Langkah Kerja =>
- A) Dari berita tentang gugatan Nur Alam, sebutkan semua insentif pajak yang disebut tidak ia terima.
- B) Tulis ulang baris-baris dalam data tercatat, dimulai dari baris yang memuat "of the green" sampai akhir data tercatat. Ganti "white" dengan "beige", dan biarkan bagian lain tidak berubah.

Teks Halaman =>
------------------------------

JAKARTA, KOMPAS.com - Komisi Pemberantasan Korupsi ( KPK) menilai, alasan gugatan yang diajukan mantan Gubernur Sulawesi Tenggara, Nur Alam terhadap ahli lingkungan Basuki Wasis terlalu mengada-ada. Menurut KPK, gugatan itu tidak layak untuk dilanjutkan di pengadilan.
"Alasan Nur Alam telah mengalami kerugian materil sejumlah Rp 93,61 juta karena tidak mendapatkan tunjangan lainnya, sebagai akibat menjadi tersangka dan ditahan oleh KPK, kami pandang mengada-ngada," ujar Juru Bicara KPK Febri Diansyah dalam keterangan tertulis, Selasa (2/10/2018).
Basuki Wasis sebelumnya dihadirkan oleh jaksa KPK sebagai saksi ahli dalam persidangan terhadap Nur Alam di Pengadilan Tipikor Jakarta. Basuki diminta oleh KPK untuk menghitung kerugian negara akibat perbuatan yang dilakukan Nur Alam.
Namun, Nur Alam keberatan dengan keterangan Basuki Wasis dan mengajukan gugatan perdata di Pengadilan Negeri Cibinong.
Baca juga: KPK Harap Hakim Tolak Gugatan Nur Alam terhadap Ahli Lingkungan Basuki Wasis
Dalam gugatan, Nur Alam beralasan telah mengalami kerugian materil sejumlah Rp 93,61 juta. Kerugian itu karena tidak mendapatkan tunjangan lain seperti insentif pajak bahan bakar, insentif pajak balik nama, dan insentif pajak kendaraan bermotor untuk Triwulan III Tahun 2017 hingga Triwulan I Tahun 2018.
Menurut Nur Alam, kerugian itu sebagai akibat menjadi tersangka dan ditahan oleh KPK. Seolah-olah, menurut Febri, Nur Alam dijadikan tersangka hanya karena keterangan ahli Basuki Wasis.
"Padahal, dalam penetapan tersangka KPK tidak bergantung hanya pada satu keterangan ahli. Bahkan dugaan korupsi yang didakwakan pada Nur Alam tidak hanya satu, melainkan dua, yaitu terkait persetujuan IUP dan menerima gratifikasi," kata Febri.
Baca juga: KPK Jadi Pihak Terkait Perkara Gugatan Nur Alam terhadap Saksi Ahli
Menurut KPK, tidak diterimanya tunjangan oleh Nur Alam sejumlah Rp 93,61 juta tersebut bukan karena perbuatan Basuki Wasis, tetapi justru karena dugaan perbuatan korupsi Nur Alam yang kemudian diproses oleh KPK. Hal ini semakin diperkuat, karena hingga tingkat Pengadilan Tinggi, Nur Alam divonis bersalah melakukan korupsi.

------------------------------

Data Tercatat =>
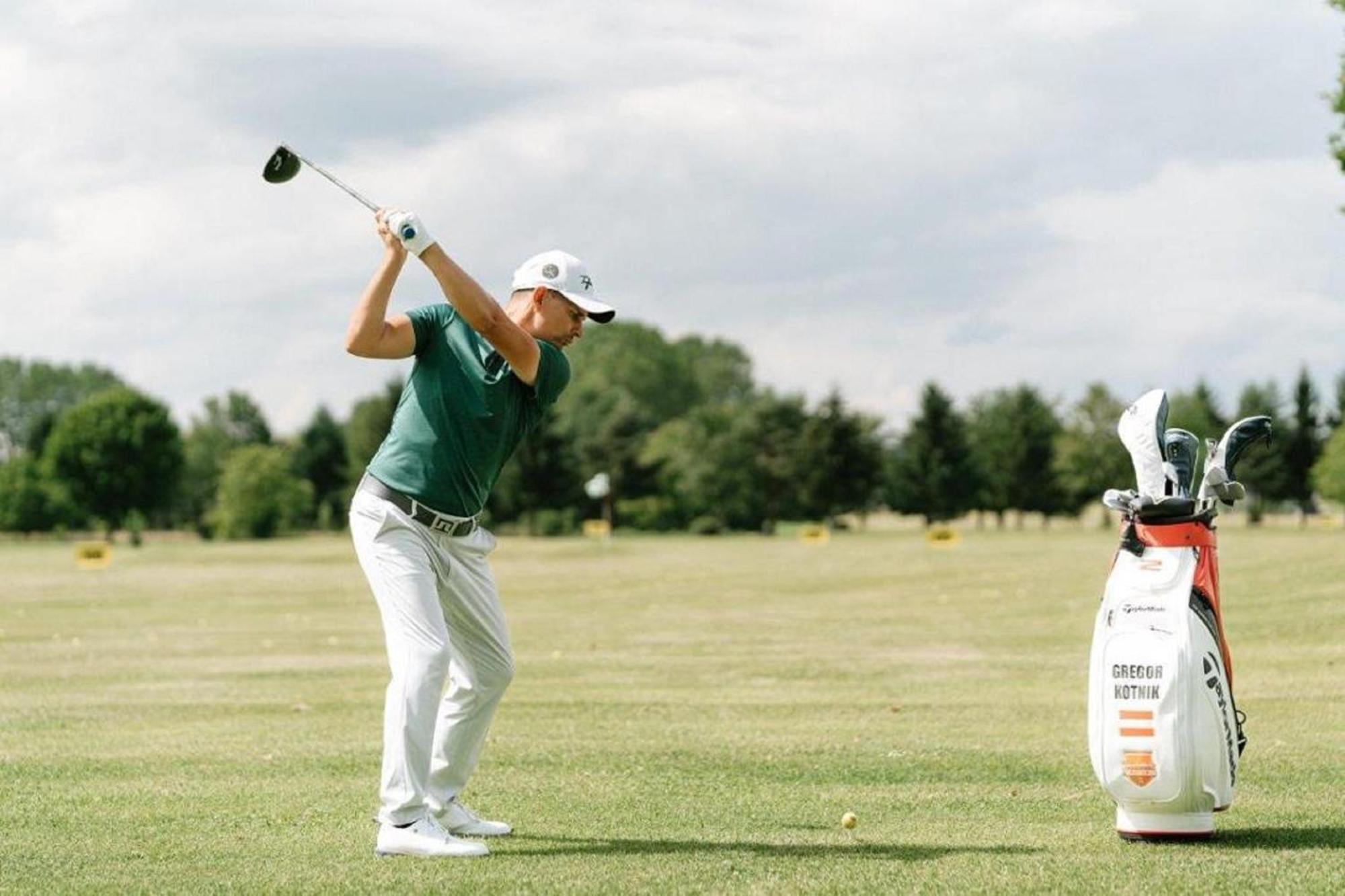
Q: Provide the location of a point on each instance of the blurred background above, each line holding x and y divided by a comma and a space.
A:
883, 256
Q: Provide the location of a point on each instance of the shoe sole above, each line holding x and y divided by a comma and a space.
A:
380, 853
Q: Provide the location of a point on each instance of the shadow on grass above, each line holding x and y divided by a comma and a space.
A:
1280, 838
605, 846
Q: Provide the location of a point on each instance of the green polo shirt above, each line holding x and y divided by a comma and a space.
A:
462, 413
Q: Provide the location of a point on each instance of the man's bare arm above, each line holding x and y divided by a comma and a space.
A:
485, 315
369, 333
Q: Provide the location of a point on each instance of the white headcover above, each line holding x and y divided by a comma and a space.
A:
1141, 430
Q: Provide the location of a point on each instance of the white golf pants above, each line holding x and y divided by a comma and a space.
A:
442, 620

------------------------------

Jawaban yang Diharapkan =>
- A)
- insentif pajak bahan bakar
- insentif pajak balik nama
- insentif pajak kendaraan bermotor

- B)
Q: Provide the location of a point on each instance of the green polo shirt above, each line holding x and y divided by a comma and a space.
A:
462, 413
Q: Provide the location of a point on each instance of the man's bare arm above, each line holding x and y divided by a comma and a space.
A:
485, 315
369, 333
Q: Provide the location of a point on each instance of the beige headcover above, each line holding x and y divided by a comma and a space.
A:
1141, 430
Q: Provide the location of a point on each instance of the beige golf pants above, each line holding x and y divided by a comma and a space.
A:
442, 620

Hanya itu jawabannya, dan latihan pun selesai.